文書の抜粋 ::
⁂

県内図書書像マップの関連図書検索のロジックを変えてみた

WebcatPlusにISBNを喰わせて連想検索を行い、それぞれのISBNと書名をJSONで返す部分を書き直した。
以前、Web::Scraperでスプレイプしようとした時に図書情報のページの構造がtableのネストが多く、また書名やISBNの位置がかなり不定なのでちょっとムリかなと思っていたが、久しぶりにWebcat Plusが吐くHTMLを眺めたら必要な文字列にすべて同一のclass名が付いていることを発見
大雑把にこんな感じにコードを書くと

my $uri = URI->new($ISBN_SEARCH_URL_PREFIX . $isbn . $ISBN_SEARCH_URL_SUFFIX);
print Dump scraper {
    process '//a[@href=~/DocDetail/]',
    'values' => ['@href', \&get_detail];
}->scrape($uri);

sub get_detail{
    my $associative = scraper {
            process '//font[@class="fs100"]',
                'values[]' => 'TEXT';
            result 'values';
        }->scrape($_);
}

まるっといい感じで取れる

---
values:
  - ' フィリップ K.ディック著 ; 友枝康子訳 -- 早川書房, 1989.2, 375p. -- (ハヤカワ文庫 ; SF-807) '
  - '<BA33052047>'
  - ' 所蔵図書館　11館'
    〜　略　〜
  - タイトル
  - ' 流れよわが涙、と警官は言った [ナガレヨ ワガ ナミダ ト ケイカン ワ イッタ] '
  - ' (ハヤカワ文庫 ; SF-807) '
  - 責任表示
  - ' フィリップ K.ディック著 ; 友枝康子訳 '
  - 資料種別
  - ' '
    〜　略　〜
  - 形態事項
  - ' 375p ; 16cm '
  - ISBN
  - ' 4150108072 '
  - 内容著作注記
  - ' '
    〜　略　〜

必ず"タイトル"の後に書名、"ISBN"のあとにISBN(付番されてないときはないが)が存在
頭から配列舐めていって"タイトル"と"ISBN"の次のデータを引っ張るればもってこれる
フラグ作って読み飛ばしとか格好わるいしなと思ったが、List::UtilかList::MoreUtilsに何かあるはず。

first_index BLOCK LIST
Returns the index of the first element in LIST for which the criterion in BLOCK is true. Sets $_ for each item in LIST in turn:

my @list = (1, 4, 3, 2, 4, 6);
printf "item with index %i in list is 4", firstidx { $_ == 4 } @list;
__END__
item with index 1 in list is 4

Returns -1 if no such item could be found.
first_index is an alias for firstidx.

⁂

提供データ ::
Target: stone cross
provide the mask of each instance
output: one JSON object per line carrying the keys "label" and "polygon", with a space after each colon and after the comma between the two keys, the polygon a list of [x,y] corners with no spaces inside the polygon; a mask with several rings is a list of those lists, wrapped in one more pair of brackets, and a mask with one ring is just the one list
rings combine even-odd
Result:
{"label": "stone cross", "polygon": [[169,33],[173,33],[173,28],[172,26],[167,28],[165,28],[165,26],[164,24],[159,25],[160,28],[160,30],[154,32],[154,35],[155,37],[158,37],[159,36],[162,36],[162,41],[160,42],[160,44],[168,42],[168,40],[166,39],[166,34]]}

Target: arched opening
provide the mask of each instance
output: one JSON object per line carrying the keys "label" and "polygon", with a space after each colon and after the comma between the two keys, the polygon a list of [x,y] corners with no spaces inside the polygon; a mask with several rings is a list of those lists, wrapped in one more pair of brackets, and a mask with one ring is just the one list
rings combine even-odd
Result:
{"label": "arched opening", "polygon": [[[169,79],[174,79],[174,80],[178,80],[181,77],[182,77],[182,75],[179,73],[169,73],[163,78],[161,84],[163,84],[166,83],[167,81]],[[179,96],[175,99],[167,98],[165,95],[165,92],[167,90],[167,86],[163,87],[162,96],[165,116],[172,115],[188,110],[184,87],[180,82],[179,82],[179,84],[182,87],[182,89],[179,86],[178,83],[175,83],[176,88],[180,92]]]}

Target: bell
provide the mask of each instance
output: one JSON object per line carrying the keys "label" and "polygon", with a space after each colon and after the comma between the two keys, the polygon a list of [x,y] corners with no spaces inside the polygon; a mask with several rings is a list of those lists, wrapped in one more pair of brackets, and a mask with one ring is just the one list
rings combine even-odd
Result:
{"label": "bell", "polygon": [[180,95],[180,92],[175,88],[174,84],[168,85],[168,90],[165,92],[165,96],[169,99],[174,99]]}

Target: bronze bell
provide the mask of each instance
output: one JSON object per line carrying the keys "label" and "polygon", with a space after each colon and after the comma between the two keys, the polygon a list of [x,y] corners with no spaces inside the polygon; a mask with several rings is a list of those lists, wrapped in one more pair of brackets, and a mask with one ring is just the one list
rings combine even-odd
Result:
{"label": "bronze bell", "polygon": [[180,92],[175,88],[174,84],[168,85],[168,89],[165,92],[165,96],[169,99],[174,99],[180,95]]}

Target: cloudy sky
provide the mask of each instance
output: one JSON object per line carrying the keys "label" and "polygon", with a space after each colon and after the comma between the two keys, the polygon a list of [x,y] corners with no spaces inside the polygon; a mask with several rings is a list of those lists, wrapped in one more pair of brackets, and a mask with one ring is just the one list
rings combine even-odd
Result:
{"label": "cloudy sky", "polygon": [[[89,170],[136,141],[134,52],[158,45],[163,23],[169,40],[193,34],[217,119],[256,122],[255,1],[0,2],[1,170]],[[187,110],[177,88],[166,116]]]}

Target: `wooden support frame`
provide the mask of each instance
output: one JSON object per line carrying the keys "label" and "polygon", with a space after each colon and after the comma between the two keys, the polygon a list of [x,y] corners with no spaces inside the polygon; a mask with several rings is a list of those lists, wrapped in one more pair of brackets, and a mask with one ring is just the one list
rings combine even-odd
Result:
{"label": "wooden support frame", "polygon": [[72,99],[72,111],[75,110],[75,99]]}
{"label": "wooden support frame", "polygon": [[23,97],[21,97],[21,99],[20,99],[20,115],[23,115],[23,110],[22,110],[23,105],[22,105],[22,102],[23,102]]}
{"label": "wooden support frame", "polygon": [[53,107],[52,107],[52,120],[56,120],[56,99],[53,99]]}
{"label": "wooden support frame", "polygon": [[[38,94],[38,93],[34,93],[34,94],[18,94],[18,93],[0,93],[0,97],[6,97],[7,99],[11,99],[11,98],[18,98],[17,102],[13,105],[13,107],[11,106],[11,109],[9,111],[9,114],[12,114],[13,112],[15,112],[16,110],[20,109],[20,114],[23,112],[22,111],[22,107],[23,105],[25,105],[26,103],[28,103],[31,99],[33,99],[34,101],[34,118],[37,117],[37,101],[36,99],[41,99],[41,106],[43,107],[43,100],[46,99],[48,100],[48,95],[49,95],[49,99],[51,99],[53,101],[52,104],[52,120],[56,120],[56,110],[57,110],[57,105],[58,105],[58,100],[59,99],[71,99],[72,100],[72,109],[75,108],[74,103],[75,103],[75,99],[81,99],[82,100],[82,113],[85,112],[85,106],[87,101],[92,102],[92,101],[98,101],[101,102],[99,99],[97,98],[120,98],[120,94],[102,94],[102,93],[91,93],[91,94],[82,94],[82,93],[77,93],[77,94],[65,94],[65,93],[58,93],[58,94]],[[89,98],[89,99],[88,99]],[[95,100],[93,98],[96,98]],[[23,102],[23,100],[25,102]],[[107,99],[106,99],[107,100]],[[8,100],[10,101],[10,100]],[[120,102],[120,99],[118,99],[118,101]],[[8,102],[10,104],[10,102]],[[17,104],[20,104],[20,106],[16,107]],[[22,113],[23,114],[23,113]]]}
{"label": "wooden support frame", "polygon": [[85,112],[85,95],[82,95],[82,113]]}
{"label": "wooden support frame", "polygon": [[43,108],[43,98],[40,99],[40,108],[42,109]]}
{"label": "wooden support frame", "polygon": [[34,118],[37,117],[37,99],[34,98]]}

⁂

やること ::
a. 文書の抜粋にある次の文を英語に訳してください：「WebcatPlusにISBNを喰わせて連想検索を行い、それぞれのISBNと書名をJSONで返す部分を書き直した。」
b. 文書の抜粋で、久しぶりにWebcat Plusが吐くHTMLを眺めて何が発見されましたか？
c. 文書の抜粋の「first_index BLOCK LIST」から下へ「alias for firstidx.」までを、一字一句変えずに書き写してください。

解答一覧 ::
a. I rewrote the part that feeds an ISBN to WebcatPlus, performs an associative search, and returns each ISBN and book title as JSON.

b. 必要な文字列にすべて同一のclass名が付いていることです。

c.
first_index BLOCK LIST
Returns the index of the first element in LIST for which the criterion in BLOCK is true. Sets $_ for each item in LIST in turn:

my @list = (1, 4, 3, 2, 4, 6);
printf "item with index %i in list is 4", firstidx { $_ == 4 } @list;
__END__
item with index 1 in list is 4

Returns -1 if no such item could be found.
first_index is an alias for firstidx.